### [The request]
Please arrange every line of the records below as a numbered list, skipping blank lines and leaving out the picture.

### [Supplied information]

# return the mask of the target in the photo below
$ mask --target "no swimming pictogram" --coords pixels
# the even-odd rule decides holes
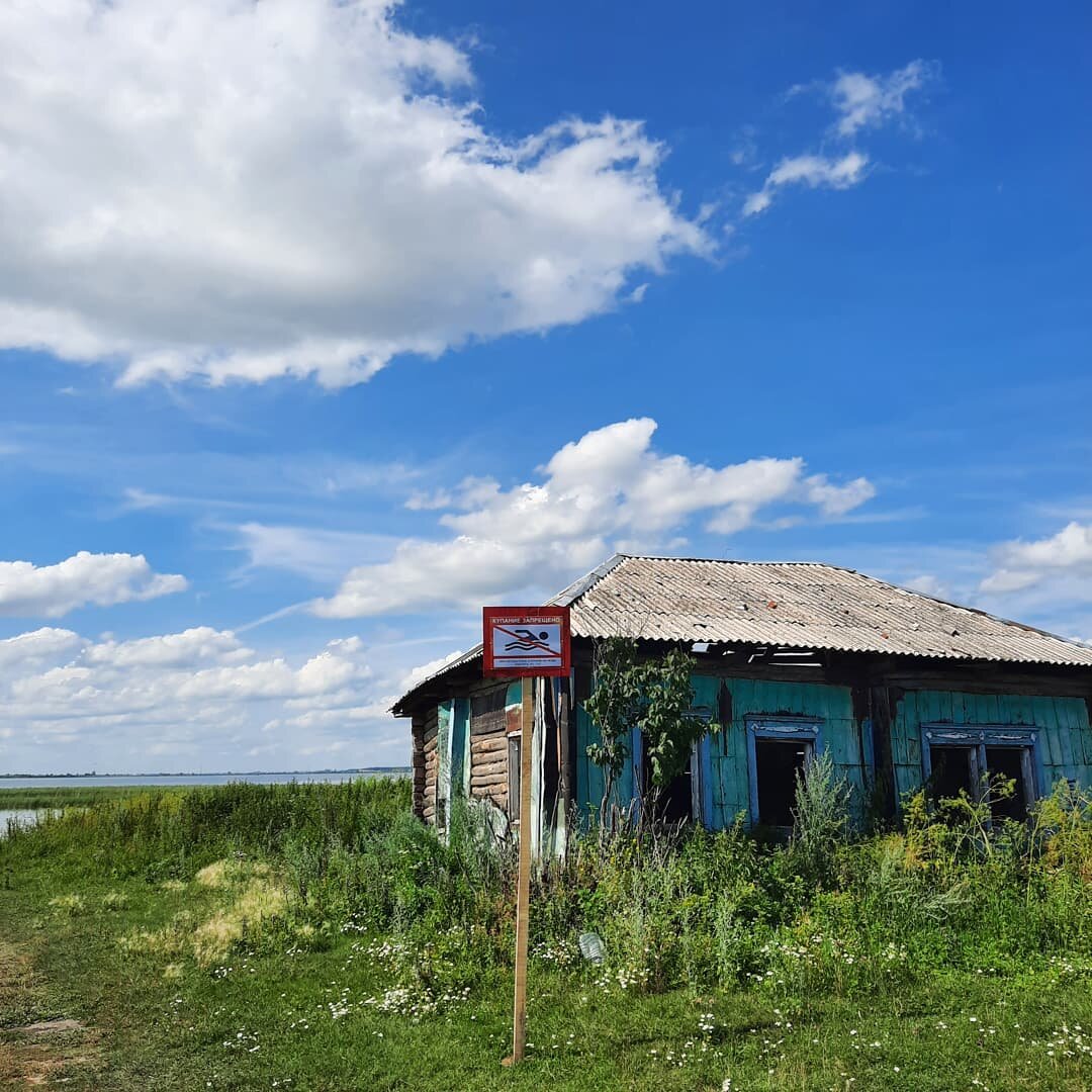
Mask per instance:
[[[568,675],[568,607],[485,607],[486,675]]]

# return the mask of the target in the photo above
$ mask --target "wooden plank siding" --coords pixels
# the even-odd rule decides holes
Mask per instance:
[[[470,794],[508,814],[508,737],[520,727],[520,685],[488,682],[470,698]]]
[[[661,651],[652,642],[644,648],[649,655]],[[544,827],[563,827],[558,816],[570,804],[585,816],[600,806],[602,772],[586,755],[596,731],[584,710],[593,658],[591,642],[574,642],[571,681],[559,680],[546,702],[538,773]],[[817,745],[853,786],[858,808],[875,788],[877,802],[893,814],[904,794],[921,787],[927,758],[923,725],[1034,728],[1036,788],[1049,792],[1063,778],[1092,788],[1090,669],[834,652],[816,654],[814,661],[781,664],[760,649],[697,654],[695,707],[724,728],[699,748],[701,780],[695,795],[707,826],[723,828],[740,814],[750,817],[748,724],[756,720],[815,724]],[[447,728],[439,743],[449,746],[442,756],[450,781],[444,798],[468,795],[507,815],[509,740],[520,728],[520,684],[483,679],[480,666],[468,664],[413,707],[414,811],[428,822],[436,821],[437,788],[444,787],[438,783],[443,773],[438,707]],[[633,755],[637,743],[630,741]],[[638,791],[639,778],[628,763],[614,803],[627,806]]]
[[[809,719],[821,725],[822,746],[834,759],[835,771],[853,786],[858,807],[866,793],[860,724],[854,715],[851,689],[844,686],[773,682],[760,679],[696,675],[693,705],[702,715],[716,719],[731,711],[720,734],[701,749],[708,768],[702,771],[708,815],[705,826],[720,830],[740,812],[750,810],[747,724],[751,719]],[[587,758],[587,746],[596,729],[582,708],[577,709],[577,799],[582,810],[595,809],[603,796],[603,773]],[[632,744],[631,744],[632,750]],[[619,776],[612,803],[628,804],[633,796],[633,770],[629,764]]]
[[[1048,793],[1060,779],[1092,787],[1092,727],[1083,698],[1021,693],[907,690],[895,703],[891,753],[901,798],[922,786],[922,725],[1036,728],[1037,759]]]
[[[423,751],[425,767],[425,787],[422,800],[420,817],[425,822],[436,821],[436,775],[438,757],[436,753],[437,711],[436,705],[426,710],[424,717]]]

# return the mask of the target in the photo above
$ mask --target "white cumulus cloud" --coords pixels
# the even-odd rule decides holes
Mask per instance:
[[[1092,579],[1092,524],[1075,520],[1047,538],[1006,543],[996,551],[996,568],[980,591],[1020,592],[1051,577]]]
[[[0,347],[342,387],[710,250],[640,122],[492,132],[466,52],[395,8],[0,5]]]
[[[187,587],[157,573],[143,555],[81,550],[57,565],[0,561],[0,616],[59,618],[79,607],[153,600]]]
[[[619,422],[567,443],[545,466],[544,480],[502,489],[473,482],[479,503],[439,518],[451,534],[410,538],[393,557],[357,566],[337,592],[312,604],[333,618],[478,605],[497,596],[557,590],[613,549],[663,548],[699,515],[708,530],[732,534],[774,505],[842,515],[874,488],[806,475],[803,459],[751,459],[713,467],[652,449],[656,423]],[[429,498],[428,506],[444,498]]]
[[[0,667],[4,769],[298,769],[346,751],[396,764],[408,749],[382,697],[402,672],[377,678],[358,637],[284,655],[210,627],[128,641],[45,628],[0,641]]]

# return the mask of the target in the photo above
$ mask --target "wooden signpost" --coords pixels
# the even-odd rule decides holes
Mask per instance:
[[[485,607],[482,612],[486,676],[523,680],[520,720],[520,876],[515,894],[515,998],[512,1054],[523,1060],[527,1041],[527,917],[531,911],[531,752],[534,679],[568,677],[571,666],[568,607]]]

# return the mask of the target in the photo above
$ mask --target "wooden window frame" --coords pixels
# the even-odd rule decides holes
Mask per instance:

### [Written reply]
1. # return the mask of the target in the photo below
2. $ mask --target "no swimming pictogram" --coords pixels
3. # the even-odd rule decides holes
4. Mask per instance:
5. [[[568,675],[568,607],[485,607],[486,675]]]
6. # return the mask of the target in the photo above
7. $ mask --target "wooden plank siding" --coords pixels
8. # the even-odd rule decides holes
9. Mask per instance:
10. [[[470,794],[508,814],[508,737],[520,727],[520,685],[488,682],[470,698]]]
11. [[[661,651],[652,642],[644,648],[649,655]],[[544,827],[563,827],[558,816],[570,804],[585,816],[600,806],[602,772],[586,755],[596,731],[584,710],[593,658],[591,642],[574,642],[571,681],[559,680],[546,702],[538,773]],[[817,745],[853,786],[858,808],[875,788],[877,802],[893,814],[904,794],[921,787],[927,758],[923,725],[1034,728],[1036,788],[1049,792],[1063,778],[1092,788],[1090,669],[834,652],[816,654],[814,661],[781,664],[760,649],[697,654],[695,707],[724,728],[699,748],[701,780],[695,795],[707,826],[723,828],[740,814],[750,817],[748,724],[756,720],[815,724]],[[447,728],[439,743],[449,746],[442,756],[450,781],[444,798],[468,795],[507,815],[509,740],[520,728],[520,684],[483,679],[480,666],[468,664],[413,707],[414,811],[428,822],[436,821],[437,788],[444,787],[438,783],[443,773],[438,707]],[[633,755],[637,743],[630,741]],[[638,791],[639,778],[628,763],[614,803],[627,806]]]
12. [[[809,719],[821,725],[822,746],[834,759],[835,771],[853,786],[858,807],[866,793],[860,724],[854,715],[851,689],[844,686],[773,682],[760,679],[696,675],[693,705],[702,715],[716,719],[731,711],[720,734],[701,749],[708,768],[702,771],[708,815],[705,826],[720,830],[740,812],[750,810],[747,724],[751,719]],[[587,758],[587,746],[596,729],[582,708],[577,709],[577,799],[582,810],[595,809],[603,796],[603,773]],[[632,744],[631,744],[632,750]],[[619,776],[612,803],[628,804],[633,796],[633,770],[629,764]]]
13. [[[1048,793],[1060,779],[1092,787],[1092,727],[1083,698],[1021,693],[907,690],[895,703],[891,753],[901,798],[922,786],[922,725],[1036,728],[1037,759]]]
14. [[[423,751],[425,767],[425,787],[422,800],[420,817],[425,822],[436,821],[436,775],[438,757],[436,753],[437,711],[436,705],[426,710],[424,717]]]
15. # return the mask of the target in the photo above
16. $ mask --target "white cumulus cloud" --coords pixels
17. # the even-odd rule decides holes
18. Mask per instance:
19. [[[1092,579],[1092,524],[1075,520],[1047,538],[1006,543],[996,551],[996,568],[980,591],[1020,592],[1051,577]]]
20. [[[0,347],[342,387],[710,250],[640,122],[492,132],[466,52],[395,8],[0,5]]]
21. [[[187,587],[157,573],[143,555],[81,550],[57,565],[0,561],[0,616],[59,618],[79,607],[153,600]]]
22. [[[619,422],[567,443],[545,466],[544,480],[502,489],[473,482],[479,503],[439,518],[451,534],[410,538],[393,557],[357,566],[337,592],[312,604],[333,618],[478,605],[497,596],[557,590],[613,549],[663,548],[699,515],[708,530],[732,534],[774,505],[842,515],[874,488],[806,475],[803,459],[751,459],[713,467],[652,449],[656,423]],[[429,498],[428,506],[444,498]]]
23. [[[0,667],[4,769],[298,769],[346,751],[396,764],[408,749],[382,697],[402,672],[377,678],[358,637],[284,655],[210,627],[128,641],[45,628],[0,641]]]
24. # return the mask of the target in the photo above
25. $ mask --target "wooden signpost" --coords pixels
26. # the even-odd rule decides holes
27. Mask per instance:
28. [[[485,607],[482,612],[486,676],[523,680],[520,720],[520,876],[515,894],[515,998],[512,1054],[523,1060],[527,1041],[527,917],[531,911],[531,752],[534,679],[568,677],[571,666],[568,607]]]
29. # return the mask of the target in the photo above
30. $ mask --target "wooden window frame" --coords pixels
31. # the even-odd rule decides holes
32. Mask per instance:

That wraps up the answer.